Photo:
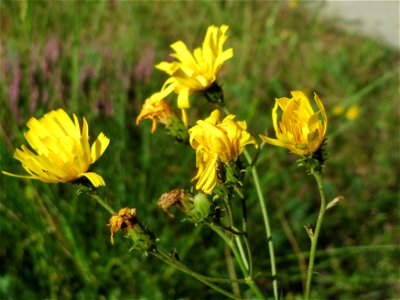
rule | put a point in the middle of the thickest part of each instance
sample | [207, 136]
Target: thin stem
[102, 203]
[244, 228]
[238, 257]
[168, 260]
[230, 264]
[314, 237]
[301, 260]
[264, 211]
[230, 220]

WORK ITEM: Now write out the data word for word, skipping every picture in it.

WRITTEN ANSWER:
Photo:
rule | put a point in the middle of the thickest part of each instance
sample | [207, 136]
Target: thin stem
[102, 203]
[244, 228]
[238, 257]
[168, 260]
[230, 264]
[314, 237]
[301, 260]
[264, 211]
[230, 220]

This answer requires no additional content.